[Begin Excerpted passage]
There are better solutions
The Aspen Times omitted from their May 8 cover story that the loudest proponents of the straight shot stand to gain the most because they live on the present alignment.
There’s no question that putting a massive highway and bridge in my face ignited my passions. But the Aspen Times knows little about me.
In the past 13 years my company provided resort marketing services to hotels on South Padre Island, Mexico, Brazil, Argentina and, at one time, Snowmass. My firm is responsible for filling thousands of hotel rooms each year. I’d say that gives me some insight into the needs of resort communities.
In the ’70s, this town wouldn’t think of allowing chain stores or restaurants because the town didn’t want to ruin its unique character. Can we now accept a big city tunnel and highway?
Aspen’s guests come here to get away from civilization, and they are declining in number. Our bed base is also declining dramatically, we refused to enlarge the airport and our economy is shifting from tourism to development.
Guests come for our intellectual and artistic organizations and for our recreation. Recreation and open space is a commodity like oil. It is not an infinite resource. When we develop every last acre and pave over our parks, we will no longer be marketable to tourists or second-home owners.
Tony Hershey, Tom McCabe and Tim Semrau feel Aspen needs faster mass transit. Is mass transit needed for the resort workforce? I thought we were building affordable housing here in Aspen for them. We certainly don’t need mass transit for the development workforce. They drive up individually in trucks. And what’s going to happen to the development workforce when there’s no place left to build?
[End Excerpted passage]
* _Instructions_:
[1] Copy the section of the Aspen highway letter that begins with the words containing "There are better" and ends with "little about me.".
[2] In the Aspen highway letter, for how many years has the writer's company provided resort marketing services?
[3] Go on writing the Aspen highway letter, starting after its final sentence.
The material placed after this letter has no connection to it.
[Begin Extracted information]
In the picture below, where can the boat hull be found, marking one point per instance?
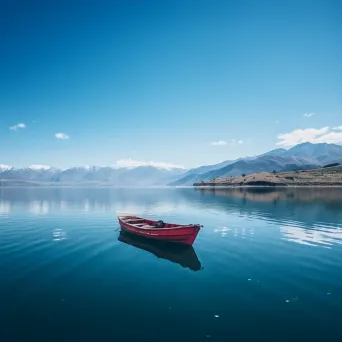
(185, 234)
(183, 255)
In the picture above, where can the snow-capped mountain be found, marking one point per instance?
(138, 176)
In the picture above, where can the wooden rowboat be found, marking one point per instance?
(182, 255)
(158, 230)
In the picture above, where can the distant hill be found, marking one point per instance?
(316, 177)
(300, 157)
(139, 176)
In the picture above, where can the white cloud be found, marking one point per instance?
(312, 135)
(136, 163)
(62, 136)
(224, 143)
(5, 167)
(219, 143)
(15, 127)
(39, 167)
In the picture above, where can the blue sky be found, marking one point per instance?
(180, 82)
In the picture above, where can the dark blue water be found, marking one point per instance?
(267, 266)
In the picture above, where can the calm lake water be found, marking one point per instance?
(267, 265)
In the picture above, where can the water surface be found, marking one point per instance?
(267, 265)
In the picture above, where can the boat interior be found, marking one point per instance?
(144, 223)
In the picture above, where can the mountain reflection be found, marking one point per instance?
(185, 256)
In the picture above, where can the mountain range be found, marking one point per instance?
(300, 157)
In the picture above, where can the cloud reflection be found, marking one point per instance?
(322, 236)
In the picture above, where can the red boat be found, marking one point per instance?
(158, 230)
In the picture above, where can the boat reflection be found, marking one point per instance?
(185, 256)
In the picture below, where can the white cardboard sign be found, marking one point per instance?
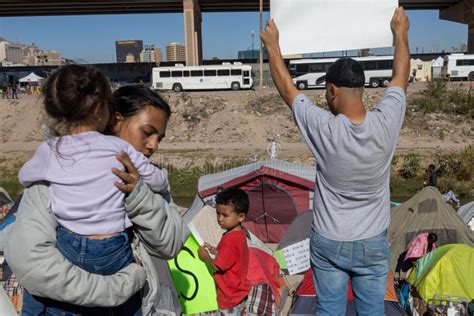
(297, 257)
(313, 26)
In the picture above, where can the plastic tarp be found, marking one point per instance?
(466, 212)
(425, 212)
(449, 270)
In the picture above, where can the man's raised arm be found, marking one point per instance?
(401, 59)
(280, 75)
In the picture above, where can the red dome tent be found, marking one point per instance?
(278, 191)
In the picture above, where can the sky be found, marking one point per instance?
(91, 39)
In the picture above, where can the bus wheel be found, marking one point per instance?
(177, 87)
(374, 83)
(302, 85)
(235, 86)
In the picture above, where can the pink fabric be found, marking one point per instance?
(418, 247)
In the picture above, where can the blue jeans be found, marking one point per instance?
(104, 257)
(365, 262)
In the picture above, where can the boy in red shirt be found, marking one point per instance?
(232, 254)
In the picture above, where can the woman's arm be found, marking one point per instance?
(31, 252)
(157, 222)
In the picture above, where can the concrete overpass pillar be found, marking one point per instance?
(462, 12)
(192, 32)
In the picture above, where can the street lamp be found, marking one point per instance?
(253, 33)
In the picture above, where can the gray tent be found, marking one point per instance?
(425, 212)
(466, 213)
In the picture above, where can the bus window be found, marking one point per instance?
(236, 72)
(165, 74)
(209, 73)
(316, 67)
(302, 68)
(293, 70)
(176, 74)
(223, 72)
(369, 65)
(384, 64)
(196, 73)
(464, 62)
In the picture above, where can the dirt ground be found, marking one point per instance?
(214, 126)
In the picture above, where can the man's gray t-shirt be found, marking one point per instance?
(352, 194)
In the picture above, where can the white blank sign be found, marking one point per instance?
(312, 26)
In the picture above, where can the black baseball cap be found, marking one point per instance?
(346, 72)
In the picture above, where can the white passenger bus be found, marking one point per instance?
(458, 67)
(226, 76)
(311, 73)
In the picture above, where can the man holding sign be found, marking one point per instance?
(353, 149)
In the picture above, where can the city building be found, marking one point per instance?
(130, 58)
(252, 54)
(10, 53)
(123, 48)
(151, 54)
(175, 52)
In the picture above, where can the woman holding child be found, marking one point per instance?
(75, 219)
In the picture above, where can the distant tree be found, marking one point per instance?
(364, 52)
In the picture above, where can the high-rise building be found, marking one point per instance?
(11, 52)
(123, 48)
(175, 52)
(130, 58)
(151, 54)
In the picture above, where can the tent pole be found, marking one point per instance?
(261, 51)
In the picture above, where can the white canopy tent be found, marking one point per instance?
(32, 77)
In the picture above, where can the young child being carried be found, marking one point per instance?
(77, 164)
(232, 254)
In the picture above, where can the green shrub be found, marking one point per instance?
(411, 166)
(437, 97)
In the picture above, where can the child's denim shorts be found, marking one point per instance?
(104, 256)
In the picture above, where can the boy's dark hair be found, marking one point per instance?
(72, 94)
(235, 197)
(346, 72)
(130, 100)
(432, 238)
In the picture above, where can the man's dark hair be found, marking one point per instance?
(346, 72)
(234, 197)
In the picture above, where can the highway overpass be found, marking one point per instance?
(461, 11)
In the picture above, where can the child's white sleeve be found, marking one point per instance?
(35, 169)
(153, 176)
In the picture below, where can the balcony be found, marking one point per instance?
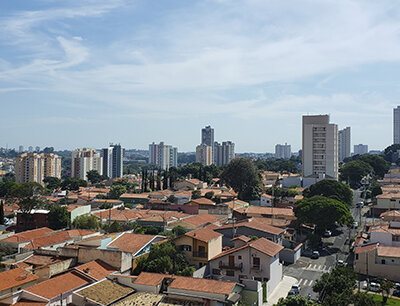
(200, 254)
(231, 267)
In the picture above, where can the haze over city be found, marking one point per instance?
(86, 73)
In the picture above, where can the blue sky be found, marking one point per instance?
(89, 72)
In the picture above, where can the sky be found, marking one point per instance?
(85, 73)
[End Extracted information]
[Begin Extracted information]
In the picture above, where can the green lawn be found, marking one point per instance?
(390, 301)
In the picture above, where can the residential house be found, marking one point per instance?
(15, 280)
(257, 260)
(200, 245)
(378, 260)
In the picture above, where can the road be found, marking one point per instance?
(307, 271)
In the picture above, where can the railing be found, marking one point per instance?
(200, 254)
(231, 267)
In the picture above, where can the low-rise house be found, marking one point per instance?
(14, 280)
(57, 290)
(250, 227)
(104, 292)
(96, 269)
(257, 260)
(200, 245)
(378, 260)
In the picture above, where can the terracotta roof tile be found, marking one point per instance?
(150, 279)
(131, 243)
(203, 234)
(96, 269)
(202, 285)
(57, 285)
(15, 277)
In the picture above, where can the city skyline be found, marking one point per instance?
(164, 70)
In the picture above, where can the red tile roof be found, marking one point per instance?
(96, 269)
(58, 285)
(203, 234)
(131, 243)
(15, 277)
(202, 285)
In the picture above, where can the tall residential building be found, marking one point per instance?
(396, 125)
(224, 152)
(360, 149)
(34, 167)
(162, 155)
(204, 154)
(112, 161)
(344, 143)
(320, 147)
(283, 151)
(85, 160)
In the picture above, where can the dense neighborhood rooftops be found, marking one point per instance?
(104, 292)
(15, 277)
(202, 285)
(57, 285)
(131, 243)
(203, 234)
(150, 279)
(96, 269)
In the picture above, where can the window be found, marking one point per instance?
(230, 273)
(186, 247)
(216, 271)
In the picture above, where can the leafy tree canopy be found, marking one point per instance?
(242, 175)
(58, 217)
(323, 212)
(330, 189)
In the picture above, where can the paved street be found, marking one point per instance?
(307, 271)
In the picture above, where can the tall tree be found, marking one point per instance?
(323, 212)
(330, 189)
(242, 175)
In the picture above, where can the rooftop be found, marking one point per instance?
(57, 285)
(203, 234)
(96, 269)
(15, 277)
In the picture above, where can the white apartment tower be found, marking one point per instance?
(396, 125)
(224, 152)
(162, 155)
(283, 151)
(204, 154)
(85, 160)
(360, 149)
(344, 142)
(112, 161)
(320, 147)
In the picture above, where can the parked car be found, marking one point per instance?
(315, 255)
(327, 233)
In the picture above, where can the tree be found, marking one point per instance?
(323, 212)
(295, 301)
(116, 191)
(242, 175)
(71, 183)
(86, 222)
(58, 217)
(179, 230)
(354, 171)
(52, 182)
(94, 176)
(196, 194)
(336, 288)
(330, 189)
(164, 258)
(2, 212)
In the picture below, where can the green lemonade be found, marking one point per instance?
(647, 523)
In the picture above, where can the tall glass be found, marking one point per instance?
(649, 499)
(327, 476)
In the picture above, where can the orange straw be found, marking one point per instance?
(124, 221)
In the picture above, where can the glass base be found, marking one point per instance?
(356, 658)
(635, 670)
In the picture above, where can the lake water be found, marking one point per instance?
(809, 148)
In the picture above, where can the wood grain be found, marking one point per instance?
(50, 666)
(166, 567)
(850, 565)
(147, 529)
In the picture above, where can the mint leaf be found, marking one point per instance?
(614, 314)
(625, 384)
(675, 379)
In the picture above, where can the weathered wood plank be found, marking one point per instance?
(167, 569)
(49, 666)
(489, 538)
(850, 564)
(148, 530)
[End Extracted information]
* _Answers to the tasks_:
[1]
There are better solutions
The Aspen Times omitted from their May 8 cover story that the loudest proponents of the straight shot stand to gain the most because they live on the present alignment.
There’s no question that putting a massive highway and bridge in my face ignited my passions. But the Aspen Times knows little about me.

[2] For the past 13 years.

[3]
Will a straight shot really save 30 seconds for a faster commute with all those new signals on Main Street? I worked in Glenwood Springs for three years and wouldn’t think of taking the bus. It takes an hour and a half to get to Glenwood.
The downvalley commute is slowed 20-30 minutes as both the local and express buses circulate through Basalt and Carbondale. Feeder buses could circulate through Basalt and Carbondale neighborhoods to bring commuters out to Route 82 bus stops. That would cut those 20 minutes off the commute.
Why aren’t solutions like this put into effect before paving and tunneling a massive entrance into our resort?
Some members of local government have been buying into CDOT facts that are truly questionable. In the ’70s I read a demographic report about Aspen that stated 28 percent of Aspenites had a Master’s degree or better. It’s time local government gave voters credit for our intelligence and not decide this issue for us.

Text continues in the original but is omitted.